┏━━

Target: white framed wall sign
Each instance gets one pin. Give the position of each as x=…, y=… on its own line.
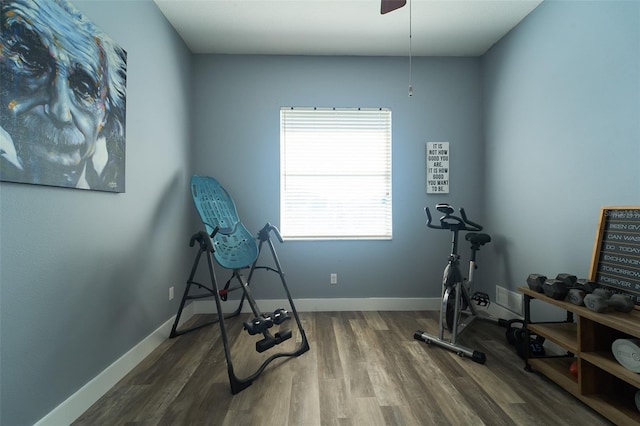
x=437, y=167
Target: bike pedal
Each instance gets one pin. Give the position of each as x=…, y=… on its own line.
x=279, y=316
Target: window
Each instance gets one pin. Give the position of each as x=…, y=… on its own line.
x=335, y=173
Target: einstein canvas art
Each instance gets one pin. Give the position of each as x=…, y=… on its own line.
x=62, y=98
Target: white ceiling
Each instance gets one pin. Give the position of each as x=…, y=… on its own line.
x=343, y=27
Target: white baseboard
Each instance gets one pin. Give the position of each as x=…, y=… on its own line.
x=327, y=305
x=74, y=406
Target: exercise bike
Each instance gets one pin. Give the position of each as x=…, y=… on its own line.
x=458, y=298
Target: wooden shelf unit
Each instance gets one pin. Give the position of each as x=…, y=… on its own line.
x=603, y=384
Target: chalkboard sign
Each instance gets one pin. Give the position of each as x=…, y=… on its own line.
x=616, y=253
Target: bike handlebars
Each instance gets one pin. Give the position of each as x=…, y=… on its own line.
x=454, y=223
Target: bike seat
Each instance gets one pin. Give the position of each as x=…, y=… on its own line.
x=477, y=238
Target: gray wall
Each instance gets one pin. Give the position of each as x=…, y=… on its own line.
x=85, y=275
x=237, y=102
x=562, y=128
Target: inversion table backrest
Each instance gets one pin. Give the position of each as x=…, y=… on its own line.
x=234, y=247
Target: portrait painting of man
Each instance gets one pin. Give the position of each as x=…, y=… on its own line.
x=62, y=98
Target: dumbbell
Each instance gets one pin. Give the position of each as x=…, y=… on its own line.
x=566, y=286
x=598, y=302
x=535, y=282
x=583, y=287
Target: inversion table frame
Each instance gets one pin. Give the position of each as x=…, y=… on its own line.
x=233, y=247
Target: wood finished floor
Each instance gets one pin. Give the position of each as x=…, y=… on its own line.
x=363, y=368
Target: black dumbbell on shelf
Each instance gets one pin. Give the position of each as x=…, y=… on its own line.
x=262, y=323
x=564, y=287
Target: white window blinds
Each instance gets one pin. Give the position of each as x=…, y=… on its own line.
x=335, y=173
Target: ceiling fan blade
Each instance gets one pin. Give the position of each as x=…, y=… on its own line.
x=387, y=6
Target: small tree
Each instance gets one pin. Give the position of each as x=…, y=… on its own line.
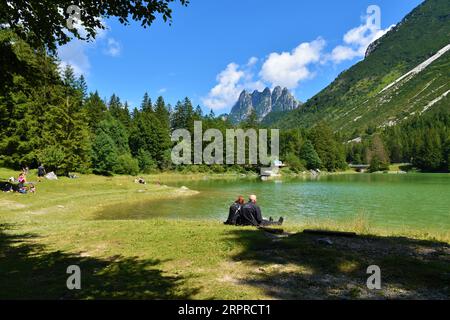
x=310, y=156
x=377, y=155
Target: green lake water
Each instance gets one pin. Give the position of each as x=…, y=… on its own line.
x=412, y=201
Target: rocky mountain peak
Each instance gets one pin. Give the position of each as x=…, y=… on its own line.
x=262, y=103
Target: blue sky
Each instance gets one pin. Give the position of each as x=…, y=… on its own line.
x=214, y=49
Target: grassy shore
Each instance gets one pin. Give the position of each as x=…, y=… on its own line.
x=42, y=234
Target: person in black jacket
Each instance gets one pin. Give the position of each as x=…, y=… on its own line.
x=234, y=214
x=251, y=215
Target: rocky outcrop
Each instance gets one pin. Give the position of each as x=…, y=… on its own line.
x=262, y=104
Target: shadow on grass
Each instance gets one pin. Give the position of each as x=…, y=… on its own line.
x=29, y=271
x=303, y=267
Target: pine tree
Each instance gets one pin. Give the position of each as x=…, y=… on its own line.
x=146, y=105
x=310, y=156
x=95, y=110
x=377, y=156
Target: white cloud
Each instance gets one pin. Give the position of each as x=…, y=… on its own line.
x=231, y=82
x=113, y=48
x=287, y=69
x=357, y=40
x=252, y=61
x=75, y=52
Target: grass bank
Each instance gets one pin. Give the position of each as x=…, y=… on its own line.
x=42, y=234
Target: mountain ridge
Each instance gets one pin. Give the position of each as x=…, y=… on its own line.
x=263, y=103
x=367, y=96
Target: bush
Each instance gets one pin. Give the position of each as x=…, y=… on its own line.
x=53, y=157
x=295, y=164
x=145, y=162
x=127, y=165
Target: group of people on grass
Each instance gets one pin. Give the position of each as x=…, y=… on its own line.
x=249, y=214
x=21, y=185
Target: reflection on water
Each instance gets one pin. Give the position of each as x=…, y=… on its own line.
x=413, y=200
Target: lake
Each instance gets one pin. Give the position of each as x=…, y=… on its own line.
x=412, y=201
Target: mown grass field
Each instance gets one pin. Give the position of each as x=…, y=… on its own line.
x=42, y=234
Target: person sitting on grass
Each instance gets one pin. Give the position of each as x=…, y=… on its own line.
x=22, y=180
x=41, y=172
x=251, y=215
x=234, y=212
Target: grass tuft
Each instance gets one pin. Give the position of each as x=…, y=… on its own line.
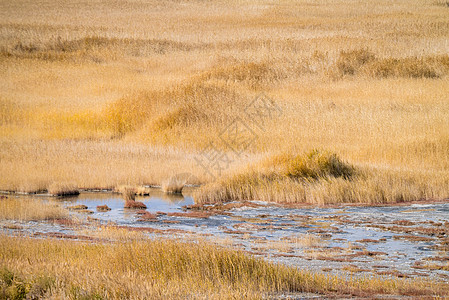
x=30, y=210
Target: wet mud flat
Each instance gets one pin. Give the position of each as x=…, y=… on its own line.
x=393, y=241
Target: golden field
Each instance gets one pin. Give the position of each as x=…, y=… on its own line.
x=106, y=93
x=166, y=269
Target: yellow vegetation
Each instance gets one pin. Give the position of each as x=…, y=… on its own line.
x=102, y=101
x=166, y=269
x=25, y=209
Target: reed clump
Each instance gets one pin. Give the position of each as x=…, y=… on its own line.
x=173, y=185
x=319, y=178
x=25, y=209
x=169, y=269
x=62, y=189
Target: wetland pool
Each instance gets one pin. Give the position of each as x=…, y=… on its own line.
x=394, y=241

┗━━
┏━━

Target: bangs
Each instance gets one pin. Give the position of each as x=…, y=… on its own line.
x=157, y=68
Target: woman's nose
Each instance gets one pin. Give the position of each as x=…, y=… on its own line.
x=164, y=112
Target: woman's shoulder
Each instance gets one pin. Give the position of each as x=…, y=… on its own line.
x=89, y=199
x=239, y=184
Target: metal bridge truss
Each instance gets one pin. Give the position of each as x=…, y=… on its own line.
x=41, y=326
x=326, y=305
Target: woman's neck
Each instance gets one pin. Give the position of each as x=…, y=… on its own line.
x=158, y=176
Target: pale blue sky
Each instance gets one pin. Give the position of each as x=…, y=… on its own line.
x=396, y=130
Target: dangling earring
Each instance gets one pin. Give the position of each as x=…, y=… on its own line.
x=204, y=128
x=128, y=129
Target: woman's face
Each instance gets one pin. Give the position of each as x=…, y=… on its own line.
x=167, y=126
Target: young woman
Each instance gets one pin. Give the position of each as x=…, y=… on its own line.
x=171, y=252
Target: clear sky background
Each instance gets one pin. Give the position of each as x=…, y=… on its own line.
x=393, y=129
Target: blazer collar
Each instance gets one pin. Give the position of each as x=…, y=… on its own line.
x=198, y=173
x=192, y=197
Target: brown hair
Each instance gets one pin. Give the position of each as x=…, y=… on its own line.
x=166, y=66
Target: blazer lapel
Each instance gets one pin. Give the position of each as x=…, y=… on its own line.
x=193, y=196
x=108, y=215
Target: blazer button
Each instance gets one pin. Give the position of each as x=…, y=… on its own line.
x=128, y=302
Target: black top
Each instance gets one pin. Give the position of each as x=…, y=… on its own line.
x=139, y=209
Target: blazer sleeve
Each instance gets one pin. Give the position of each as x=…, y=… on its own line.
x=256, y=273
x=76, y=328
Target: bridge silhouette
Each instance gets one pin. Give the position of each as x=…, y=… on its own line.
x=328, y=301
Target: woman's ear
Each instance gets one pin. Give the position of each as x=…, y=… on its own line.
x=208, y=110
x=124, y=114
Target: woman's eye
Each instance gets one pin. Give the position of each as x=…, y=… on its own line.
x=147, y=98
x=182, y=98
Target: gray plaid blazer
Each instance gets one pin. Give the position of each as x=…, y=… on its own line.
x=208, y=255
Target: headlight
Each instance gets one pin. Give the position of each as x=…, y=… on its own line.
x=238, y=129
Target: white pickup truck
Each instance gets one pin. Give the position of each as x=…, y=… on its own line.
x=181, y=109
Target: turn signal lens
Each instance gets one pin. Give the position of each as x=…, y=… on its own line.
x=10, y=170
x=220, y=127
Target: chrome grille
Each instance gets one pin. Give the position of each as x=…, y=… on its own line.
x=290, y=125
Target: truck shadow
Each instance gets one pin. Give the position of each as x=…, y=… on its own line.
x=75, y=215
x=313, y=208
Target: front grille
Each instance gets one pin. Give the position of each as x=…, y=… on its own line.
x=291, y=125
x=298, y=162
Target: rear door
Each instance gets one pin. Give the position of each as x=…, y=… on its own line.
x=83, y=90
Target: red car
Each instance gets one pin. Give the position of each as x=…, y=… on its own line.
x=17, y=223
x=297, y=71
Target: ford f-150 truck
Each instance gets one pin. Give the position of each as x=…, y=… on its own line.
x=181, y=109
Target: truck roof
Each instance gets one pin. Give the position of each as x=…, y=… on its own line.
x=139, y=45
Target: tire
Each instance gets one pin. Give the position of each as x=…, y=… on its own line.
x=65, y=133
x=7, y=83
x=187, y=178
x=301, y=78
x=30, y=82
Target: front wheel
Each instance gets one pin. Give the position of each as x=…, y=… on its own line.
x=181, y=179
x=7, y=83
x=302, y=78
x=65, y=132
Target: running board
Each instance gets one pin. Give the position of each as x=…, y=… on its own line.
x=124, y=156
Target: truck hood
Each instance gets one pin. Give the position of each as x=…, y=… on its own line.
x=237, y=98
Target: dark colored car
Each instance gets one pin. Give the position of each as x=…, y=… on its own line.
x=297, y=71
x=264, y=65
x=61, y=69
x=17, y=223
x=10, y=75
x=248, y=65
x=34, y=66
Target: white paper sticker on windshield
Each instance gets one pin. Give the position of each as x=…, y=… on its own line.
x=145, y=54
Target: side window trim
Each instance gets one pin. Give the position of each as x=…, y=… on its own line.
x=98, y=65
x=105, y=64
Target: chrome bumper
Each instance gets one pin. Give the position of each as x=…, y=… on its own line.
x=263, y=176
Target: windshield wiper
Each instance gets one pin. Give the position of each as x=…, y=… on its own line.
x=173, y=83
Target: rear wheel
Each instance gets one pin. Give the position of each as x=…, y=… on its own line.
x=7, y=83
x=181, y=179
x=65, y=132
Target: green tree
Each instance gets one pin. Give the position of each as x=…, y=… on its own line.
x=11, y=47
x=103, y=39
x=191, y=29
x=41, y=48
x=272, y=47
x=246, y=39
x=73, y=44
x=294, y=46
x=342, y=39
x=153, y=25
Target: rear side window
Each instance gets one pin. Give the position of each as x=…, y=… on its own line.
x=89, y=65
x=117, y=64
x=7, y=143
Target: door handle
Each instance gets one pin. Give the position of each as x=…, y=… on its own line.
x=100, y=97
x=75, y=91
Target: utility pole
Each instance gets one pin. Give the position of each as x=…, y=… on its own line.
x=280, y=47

┗━━
┏━━

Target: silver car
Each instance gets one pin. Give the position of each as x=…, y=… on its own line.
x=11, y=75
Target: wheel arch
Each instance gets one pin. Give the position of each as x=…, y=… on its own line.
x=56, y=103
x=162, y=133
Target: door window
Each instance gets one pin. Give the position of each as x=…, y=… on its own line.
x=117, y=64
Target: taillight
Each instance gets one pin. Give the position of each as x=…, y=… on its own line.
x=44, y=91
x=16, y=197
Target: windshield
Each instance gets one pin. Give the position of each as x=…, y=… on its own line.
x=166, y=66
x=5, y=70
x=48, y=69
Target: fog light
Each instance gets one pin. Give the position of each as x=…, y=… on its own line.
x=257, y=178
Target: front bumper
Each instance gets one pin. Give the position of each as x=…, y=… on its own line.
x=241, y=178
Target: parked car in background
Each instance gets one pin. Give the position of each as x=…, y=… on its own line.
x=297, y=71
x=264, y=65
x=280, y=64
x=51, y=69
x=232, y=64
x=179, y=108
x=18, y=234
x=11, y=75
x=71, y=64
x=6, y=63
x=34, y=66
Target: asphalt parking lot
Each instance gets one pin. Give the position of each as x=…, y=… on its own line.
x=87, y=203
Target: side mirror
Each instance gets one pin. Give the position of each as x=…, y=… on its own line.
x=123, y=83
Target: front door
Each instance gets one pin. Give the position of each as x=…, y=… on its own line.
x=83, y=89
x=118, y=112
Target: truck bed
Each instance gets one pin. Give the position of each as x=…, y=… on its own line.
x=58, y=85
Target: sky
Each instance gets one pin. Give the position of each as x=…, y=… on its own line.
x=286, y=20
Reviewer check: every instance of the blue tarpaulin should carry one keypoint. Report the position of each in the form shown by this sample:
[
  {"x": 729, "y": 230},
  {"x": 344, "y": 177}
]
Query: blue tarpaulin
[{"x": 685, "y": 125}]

┗━━

> **Your task**: Every line above that includes the string "tree" needs to be copied.

> **Answer to the problem**:
Target: small tree
Target: pine tree
Target: green tree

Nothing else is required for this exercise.